■ Set task:
Replace every "phrase" in the records below with "target". Leave all other text unchanged.

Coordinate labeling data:

□ □ □ □

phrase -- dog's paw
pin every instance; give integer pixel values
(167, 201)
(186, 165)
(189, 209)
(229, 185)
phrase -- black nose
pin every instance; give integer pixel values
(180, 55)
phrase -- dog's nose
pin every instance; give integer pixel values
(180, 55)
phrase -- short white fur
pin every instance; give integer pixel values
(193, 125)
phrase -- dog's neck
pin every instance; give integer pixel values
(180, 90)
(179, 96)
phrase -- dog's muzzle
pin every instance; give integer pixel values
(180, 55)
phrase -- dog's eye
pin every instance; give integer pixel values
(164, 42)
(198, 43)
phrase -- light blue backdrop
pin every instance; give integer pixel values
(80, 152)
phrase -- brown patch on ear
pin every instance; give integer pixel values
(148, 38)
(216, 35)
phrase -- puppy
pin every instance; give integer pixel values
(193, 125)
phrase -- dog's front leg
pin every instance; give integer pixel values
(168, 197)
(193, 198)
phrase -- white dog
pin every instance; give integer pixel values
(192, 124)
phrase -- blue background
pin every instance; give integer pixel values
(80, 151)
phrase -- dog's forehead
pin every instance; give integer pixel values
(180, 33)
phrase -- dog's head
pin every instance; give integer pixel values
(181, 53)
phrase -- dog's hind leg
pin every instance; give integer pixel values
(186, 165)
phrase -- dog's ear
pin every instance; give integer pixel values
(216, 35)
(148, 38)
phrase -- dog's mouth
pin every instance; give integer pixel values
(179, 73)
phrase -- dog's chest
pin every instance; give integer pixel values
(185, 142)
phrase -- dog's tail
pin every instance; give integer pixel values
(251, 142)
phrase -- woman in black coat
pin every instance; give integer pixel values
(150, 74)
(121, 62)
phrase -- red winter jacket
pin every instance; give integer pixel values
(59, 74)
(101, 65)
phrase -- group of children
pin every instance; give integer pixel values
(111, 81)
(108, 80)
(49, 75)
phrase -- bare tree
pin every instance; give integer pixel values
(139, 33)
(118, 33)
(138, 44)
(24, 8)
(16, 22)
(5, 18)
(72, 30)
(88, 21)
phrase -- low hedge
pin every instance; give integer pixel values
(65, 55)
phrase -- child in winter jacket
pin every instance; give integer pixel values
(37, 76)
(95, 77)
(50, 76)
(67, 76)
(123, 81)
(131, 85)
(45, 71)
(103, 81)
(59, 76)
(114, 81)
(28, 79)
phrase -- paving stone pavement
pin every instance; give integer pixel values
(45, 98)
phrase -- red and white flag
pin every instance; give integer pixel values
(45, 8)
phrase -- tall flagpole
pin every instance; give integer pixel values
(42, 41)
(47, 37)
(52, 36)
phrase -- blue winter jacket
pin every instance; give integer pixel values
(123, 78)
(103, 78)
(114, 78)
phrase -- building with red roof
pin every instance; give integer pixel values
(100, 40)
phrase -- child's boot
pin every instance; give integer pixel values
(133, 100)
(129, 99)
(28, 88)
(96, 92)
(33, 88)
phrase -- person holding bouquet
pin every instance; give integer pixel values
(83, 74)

□ □ □ □

■ Response for this exercise:
target -- dog's paw
pin every instance; give integer pixel values
(167, 201)
(186, 165)
(189, 209)
(229, 185)
target -- black nose
pin every instance; give integer pixel values
(180, 55)
target -- dog's nose
pin every instance; give integer pixel values
(180, 55)
target -- short white fur
pin every instance; give integer pixel values
(193, 125)
target -- dog's neck
pin every instance; give integer pixel values
(180, 90)
(179, 96)
target -- dog's muzzle
pin every instance; give integer pixel values
(180, 55)
target -- dog's eye
pin every instance; give integer pixel values
(164, 42)
(198, 43)
target -- light blue backdrop
pin every instance; give integer pixel values
(80, 152)
target -- brown patch on ear
pin every instance; give integer pixel values
(148, 38)
(216, 35)
target -- puppy
pin every instance; give integer pixel values
(193, 125)
target -- dog's front leg
pin every instance; give integer pixel values
(168, 197)
(193, 198)
target -- white dog
pin every instance; give integer pixel values
(192, 124)
target -- blue background
pin every instance; give integer pixel values
(80, 151)
target -- dog's forehead
pin every instance; give integer pixel values
(180, 33)
target -- dog's head
pin every instance; give integer pixel values
(181, 53)
target -- dog's hind leg
pin every instance; give integer pixel values
(186, 165)
target -- dog's ear
pin every instance; give integer pixel values
(216, 35)
(148, 38)
target -- dog's mouth
pin every instance; give integer pixel values
(179, 73)
target -- dog's chest
pin every instance; give integer pixel values
(185, 142)
target -- dog's tail
pin every instance; give integer pixel values
(251, 142)
target -- woman in black coat
pin every instance; give integer pixel values
(150, 74)
(121, 62)
target -- red winter jacket
pin every instance; give integer pixel values
(59, 74)
(101, 65)
target -- group of children
pin every instance; give integer pixel values
(111, 81)
(108, 80)
(49, 75)
target -- bare tree
pin every instance; give integer pixel values
(139, 33)
(118, 33)
(138, 44)
(24, 8)
(16, 22)
(5, 18)
(72, 30)
(88, 21)
target -- low hedge
pin every instance; give integer pixel values
(65, 55)
target -- child in winter jacket
pin every instance; give integer pixel values
(37, 76)
(95, 77)
(50, 76)
(67, 76)
(123, 81)
(131, 85)
(45, 71)
(103, 81)
(59, 76)
(114, 81)
(28, 79)
target -- paving stone pavement
pin every instance; give integer pixel values
(45, 98)
target -- red and white flag
pin every instance; give integer pixel values
(45, 8)
target -- tall flagpole
pin every instance; give integer pixel values
(42, 41)
(47, 37)
(52, 36)
target -- blue winter jacket
pin every instance; give integer pixel values
(123, 78)
(103, 78)
(114, 78)
target -- building with red roof
pin every instance; give integer pixel values
(100, 40)
target -- child's boot
pin every instance; give integer pixel values
(133, 100)
(129, 99)
(28, 88)
(96, 92)
(33, 88)
target -- person holding bouquet
pin every instance; give integer pixel values
(83, 74)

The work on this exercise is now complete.